**WHAT TO WORK ON**
**a.** Answer these three questions from the column on the NCAA tournament, one answer per line, marked (i), (ii) and (iii):
(i) In which stadium and city did Duke cut down the nets?
(ii) How many teams began the tournament?
(iii) What defense did Mike Krzyzewski use at key times during the run, and whose approach did it borrow from?
**b.** List every team or organization that the column on the NCAA tournament names.
**c.** Proceed with the column on the NCAA tournament and coaching, picking up after its final sentence.
— Start of PASSAGE PROVIDED —
Last Monday night concluded the greatest three week period in sports as Duke cut down the nets at Lucas Oil Stadium in Indianapolis. They were the last team standing out of sixty-eight who began the dream in search of a national championship.
The pure entertainment value alone is enough to tune into the action. Where else can one find so much drama over a three week period? Especially for those of us who live in a state where winter lingers far beyond the first day of spring, the tournament gives us something to rally around until warmer weather arrives.
March and early April is also a time for high school basketball coaches around the state to reflect upon their just concluded seasons. Some new ideas are gleaned as preparation begins for the upcoming summer programs leading into the following winter’s campaigns. While the NCAA tournament provides great entertainment value, it can also serve as a valuable tool for coaches in evaluating their own coaching methods and philosophies. Now, most in this state will never coach the likes of those playing in the big dance. Many concepts, however, can be applicable at all ranks.
There are so many different styles which come into play when watching the NCAA tournament. To me, that’s the beauty of the game of basketball, so many different ways to play the game yet many are effective. The great coaches evolve over the years and learn from others. How about Mike Krzyzewski utilizing a 2-3 zone at key times during their run, borrowing a page from Syracuse’s Jim Boeheim? Of course Krzyzewski and Boeheim have coached together through U.S.A. Basketball.
— End of PASSAGE PROVIDED —
— Start of DATASET EXCERPTS —
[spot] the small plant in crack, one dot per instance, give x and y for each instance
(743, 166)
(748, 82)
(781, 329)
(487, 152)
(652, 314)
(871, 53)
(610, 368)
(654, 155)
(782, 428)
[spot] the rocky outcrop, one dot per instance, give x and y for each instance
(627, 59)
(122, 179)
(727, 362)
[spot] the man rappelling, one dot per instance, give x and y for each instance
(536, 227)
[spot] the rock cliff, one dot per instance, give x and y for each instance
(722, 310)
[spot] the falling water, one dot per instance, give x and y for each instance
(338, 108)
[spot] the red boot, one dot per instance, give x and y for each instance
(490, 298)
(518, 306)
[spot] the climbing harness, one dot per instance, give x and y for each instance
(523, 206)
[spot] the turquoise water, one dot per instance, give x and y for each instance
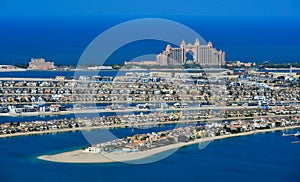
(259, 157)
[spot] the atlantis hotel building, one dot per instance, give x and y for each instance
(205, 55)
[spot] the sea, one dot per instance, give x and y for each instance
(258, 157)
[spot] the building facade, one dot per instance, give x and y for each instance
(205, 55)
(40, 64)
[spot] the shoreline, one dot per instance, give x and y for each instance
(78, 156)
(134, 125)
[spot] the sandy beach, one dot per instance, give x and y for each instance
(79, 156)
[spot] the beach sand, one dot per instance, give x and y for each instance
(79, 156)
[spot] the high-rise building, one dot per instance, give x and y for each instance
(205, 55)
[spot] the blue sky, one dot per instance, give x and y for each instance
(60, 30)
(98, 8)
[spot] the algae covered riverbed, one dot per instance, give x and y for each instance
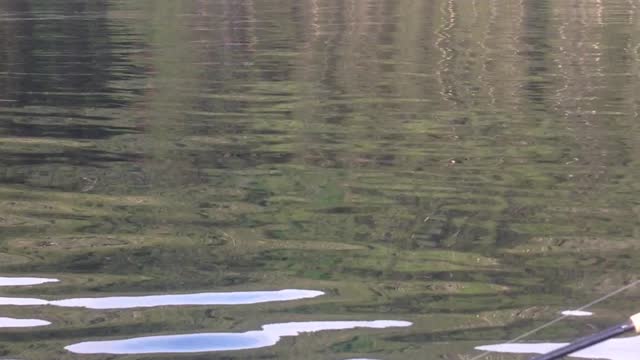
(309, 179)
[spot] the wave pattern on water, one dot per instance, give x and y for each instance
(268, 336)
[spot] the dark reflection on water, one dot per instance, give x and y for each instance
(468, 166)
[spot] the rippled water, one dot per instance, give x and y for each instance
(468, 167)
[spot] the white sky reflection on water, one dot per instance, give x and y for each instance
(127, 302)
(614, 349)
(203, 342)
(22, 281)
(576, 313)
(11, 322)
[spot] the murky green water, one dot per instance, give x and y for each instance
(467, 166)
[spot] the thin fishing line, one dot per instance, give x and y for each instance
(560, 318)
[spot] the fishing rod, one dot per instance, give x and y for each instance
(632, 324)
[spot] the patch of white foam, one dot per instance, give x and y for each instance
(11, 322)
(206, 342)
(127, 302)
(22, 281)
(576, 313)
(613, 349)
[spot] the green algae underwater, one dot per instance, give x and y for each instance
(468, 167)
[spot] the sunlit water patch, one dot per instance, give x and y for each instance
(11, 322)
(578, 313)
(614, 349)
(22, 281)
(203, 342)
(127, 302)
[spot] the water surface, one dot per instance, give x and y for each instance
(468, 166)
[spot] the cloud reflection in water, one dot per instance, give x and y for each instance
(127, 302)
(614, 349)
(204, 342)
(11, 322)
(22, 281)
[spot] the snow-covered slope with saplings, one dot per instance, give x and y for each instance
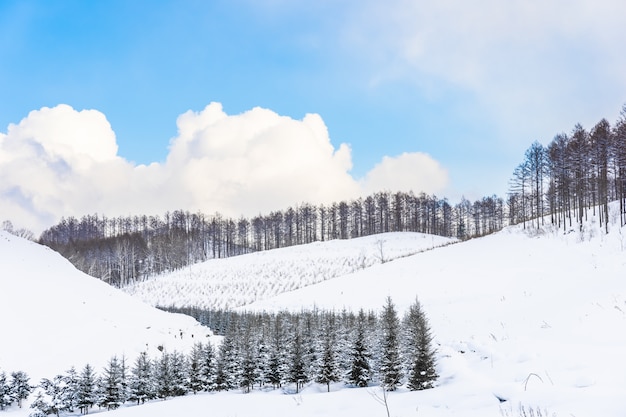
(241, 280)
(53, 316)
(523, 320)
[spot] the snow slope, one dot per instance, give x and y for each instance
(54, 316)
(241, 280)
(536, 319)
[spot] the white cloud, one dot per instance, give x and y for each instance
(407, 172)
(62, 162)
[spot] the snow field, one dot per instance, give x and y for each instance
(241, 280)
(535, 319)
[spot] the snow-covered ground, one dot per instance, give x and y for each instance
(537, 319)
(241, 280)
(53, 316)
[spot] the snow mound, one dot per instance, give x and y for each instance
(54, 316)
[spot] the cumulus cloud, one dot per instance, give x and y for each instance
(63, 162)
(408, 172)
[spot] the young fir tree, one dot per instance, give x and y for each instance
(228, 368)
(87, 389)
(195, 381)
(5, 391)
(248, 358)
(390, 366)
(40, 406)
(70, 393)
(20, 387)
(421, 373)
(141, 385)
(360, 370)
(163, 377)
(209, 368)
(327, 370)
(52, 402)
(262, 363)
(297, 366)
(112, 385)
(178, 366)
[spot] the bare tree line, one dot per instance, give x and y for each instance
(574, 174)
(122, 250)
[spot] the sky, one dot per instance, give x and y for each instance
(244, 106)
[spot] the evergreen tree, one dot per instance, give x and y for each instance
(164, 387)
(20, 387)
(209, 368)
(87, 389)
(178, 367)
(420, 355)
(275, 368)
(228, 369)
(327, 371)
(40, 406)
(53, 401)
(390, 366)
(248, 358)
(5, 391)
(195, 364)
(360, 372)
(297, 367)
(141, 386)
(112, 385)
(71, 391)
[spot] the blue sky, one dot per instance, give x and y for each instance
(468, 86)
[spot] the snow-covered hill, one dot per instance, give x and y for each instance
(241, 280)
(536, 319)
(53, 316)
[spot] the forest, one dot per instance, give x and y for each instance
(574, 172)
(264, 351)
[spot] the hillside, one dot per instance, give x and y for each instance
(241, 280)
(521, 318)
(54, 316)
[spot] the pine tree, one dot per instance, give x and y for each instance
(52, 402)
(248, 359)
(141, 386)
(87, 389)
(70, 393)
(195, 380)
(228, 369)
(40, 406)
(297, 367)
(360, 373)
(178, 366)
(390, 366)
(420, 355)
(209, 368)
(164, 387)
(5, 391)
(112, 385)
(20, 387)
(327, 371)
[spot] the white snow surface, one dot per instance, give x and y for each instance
— End of DATASET EXCERPTS —
— Start of DATASET EXCERPTS —
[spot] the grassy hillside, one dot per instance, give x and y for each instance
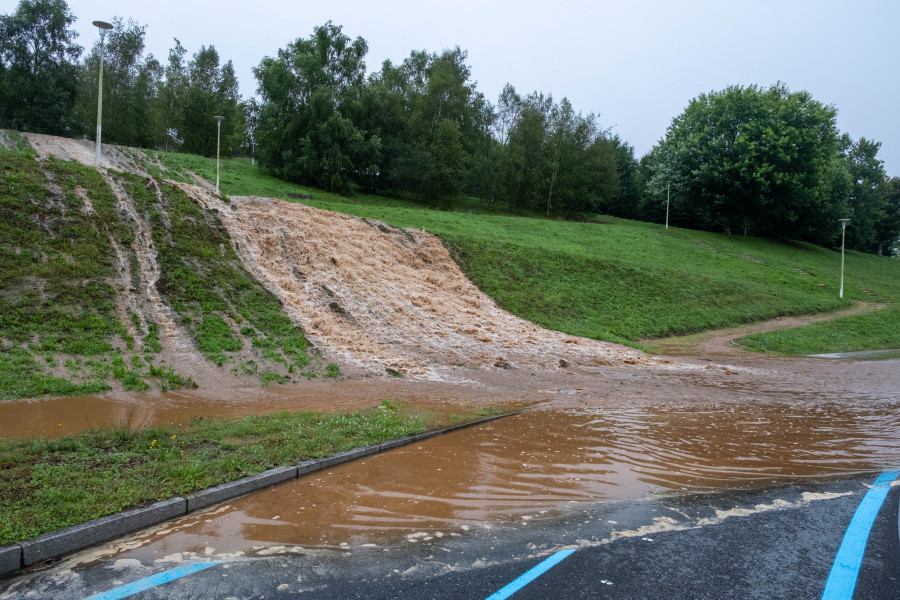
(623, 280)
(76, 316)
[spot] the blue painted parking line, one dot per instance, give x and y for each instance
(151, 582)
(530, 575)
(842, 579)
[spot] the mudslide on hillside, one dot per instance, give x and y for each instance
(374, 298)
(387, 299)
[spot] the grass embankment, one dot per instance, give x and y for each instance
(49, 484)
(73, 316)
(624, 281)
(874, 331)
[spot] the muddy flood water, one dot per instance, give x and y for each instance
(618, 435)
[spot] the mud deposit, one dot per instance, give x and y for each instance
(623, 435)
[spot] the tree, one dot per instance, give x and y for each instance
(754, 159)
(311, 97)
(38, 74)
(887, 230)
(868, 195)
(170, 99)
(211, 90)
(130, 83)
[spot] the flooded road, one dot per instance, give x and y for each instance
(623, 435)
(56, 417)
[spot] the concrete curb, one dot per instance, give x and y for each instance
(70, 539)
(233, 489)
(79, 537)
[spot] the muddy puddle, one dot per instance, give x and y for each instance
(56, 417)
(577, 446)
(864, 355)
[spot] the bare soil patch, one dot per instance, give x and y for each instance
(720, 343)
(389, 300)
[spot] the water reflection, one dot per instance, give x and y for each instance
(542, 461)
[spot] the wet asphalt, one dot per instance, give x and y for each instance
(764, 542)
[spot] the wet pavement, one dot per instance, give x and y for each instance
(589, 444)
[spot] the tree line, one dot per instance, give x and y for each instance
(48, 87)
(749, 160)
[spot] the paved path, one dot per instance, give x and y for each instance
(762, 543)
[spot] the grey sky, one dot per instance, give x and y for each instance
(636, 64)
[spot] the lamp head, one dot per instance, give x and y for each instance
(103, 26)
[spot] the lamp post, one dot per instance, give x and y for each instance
— End of DATASET EXCERPTS —
**ANSWERS FOR THE TASKS**
**a.**
(i) Lucas Oil Stadium in Indianapolis
(ii) Sixty-eight
(iii) A 2-3 zone, borrowing a page from Syracuse's Jim Boeheim

**b.**
Duke
NCAA
Syracuse
U.S.A. Basketball

**c.**
Speaking of Coach K, what an example of someone who wins and does so with such grace and class. I know Duke is a polarizing program, people either love them or hate them, there’s no in between. Whether or not you are a Blue Devils fan, if you can’t admire and respect what Mike Krzyzewski has done, that says much more about you than it does about him.
Rick Pitino at Louisville effectively used a match-up zone in leading his team to an elite eight run. Of course, Mr. March, Tom Izzo got Michigan State back to the Final Four.
Then there was Bo Ryan and Wisconsin. In watching their games, this wasn’t your old grind it out, win 55-50 Wisconsin team. This group of Badgers played fast yet were efficient.
There is an old adage, which I don’t completely agree with, which states “You play to win, you don’t play not to lose”. The point is to create an aggressive mind set, which I understand. As legendary coach Bob Knight eloquently points out “stupid loses games a lot more than smart wins them.” Wisconsin virtually eliminated things which causes teams to lose games, which are turnovers, poor shot selection, and putting the opponent on the foul line.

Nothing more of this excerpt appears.